It helps to keep me busy, my feeble mind occupied,
takes your attention away from the bullshit..
As i only got a radio,
i got a routine for that motherfucker too.
After twenty months (yes),
i got a good idea of what's on,
when it's on and what station the
shit is playing on..
It's a Tuesday night,
at one in the morning they got some bangin' show on 89.9 WKCR.ORG
called "The Night Train', it plays a shitload of deep funk and soul music,
been keeping me going for as long as i can remember in here..
The time is coming upto Two an i'm tired as a MOTHERfucker..
I've been up since..
An that was at six in the morning,
an motherfucking BUMS was makin; noise all morning so
fuck all rest was to be had, add a workout that included but
was not limited to five hundred pushups at fifty a clip..
My teeth are brushed..
Face is washed..
Bladder has been enthusiastically emptied over the toilet seat (and floor)..
I've done my daily stretches and prayers,
all that's left to do is call it a night an turn off my radio..
I climb onto my bed,
move my paperwork onto the chair
and lye the fuck down..
Clad in a pair of sweatpants an a moronic facial expression,
my eyes are transfixed on the wall, the light from outside the door
is illuminating all the cracks between the white bricks..
I look up at the ceiling..
"Don't look to others for justification"

_DATASET_:
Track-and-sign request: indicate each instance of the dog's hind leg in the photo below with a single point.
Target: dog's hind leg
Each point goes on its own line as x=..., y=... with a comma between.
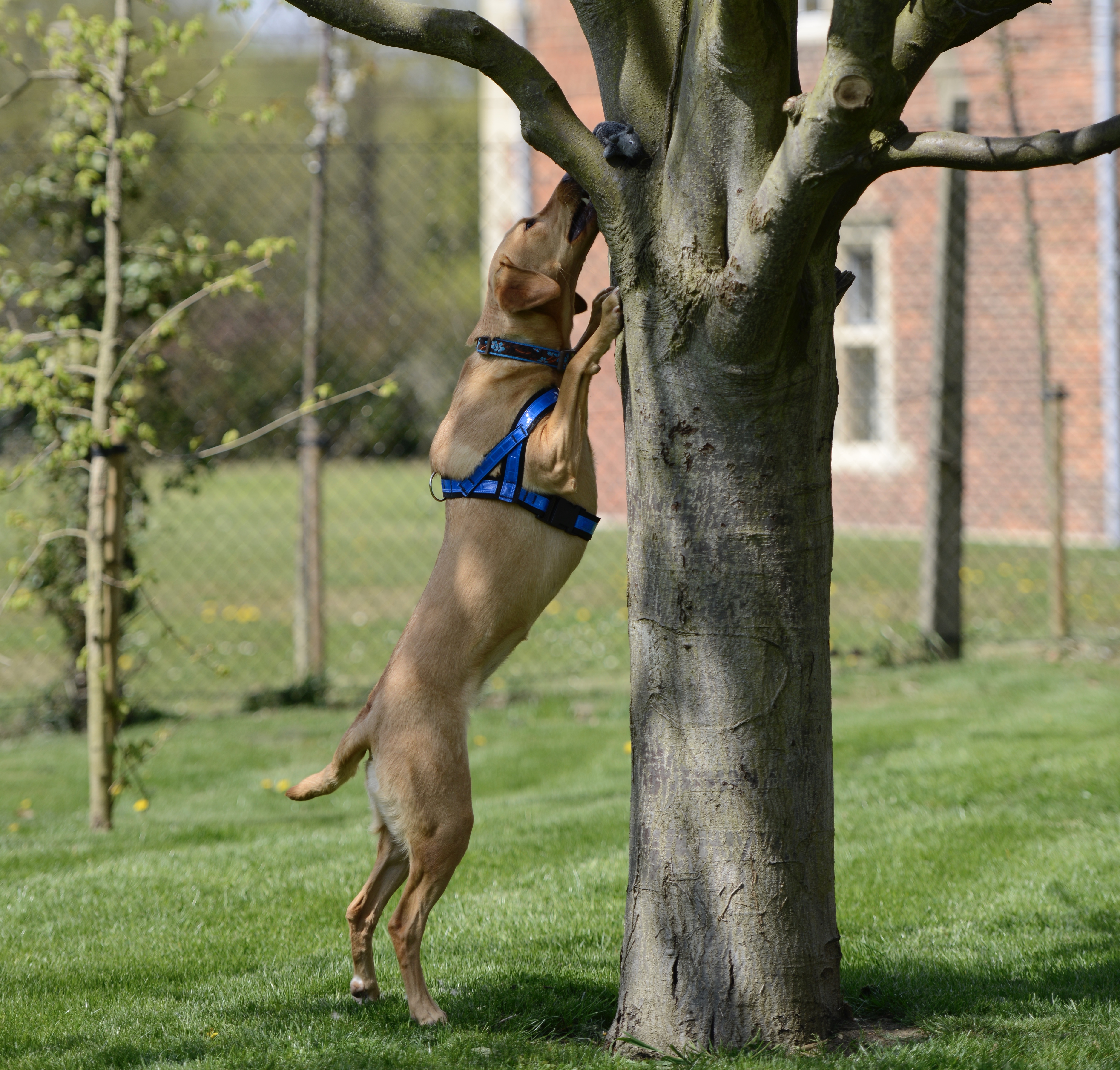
x=389, y=874
x=349, y=754
x=431, y=870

_EXERCISE DESCRIPTION_: Write the next part of the late-night radio passage above, starting after its final line.

_THE ANSWER_:
I hear that.
"Wisdom is avoiding all thou.."
My train of thought is violently derailed
by the voice on the radio..
"We have a very special request tonight..This request is going out to.."
"We have a request for Tim .... They have requested a song by
the Isley Brothers, once again the next song is going out to Tim from.... Enjoy!"
I'm not so tired anymore.
After shouting and waking my sleeping brother to inform him his dog just got a shoutout,
(this didn't go as well as one would've hoped, who'd have thought a 260 pound man would get mad
at being shouted at while he's asleep?)
I lye back an listen to one of my all time favorite songs..
I think back to when i first got locked up an compare it to this very moment,
all the shit thats transpired, all the highs and lows, all the people that have come
in and out of my life..
Shit is so fucking crazy..
I cant help smiling..
Like a MOTHER fucker..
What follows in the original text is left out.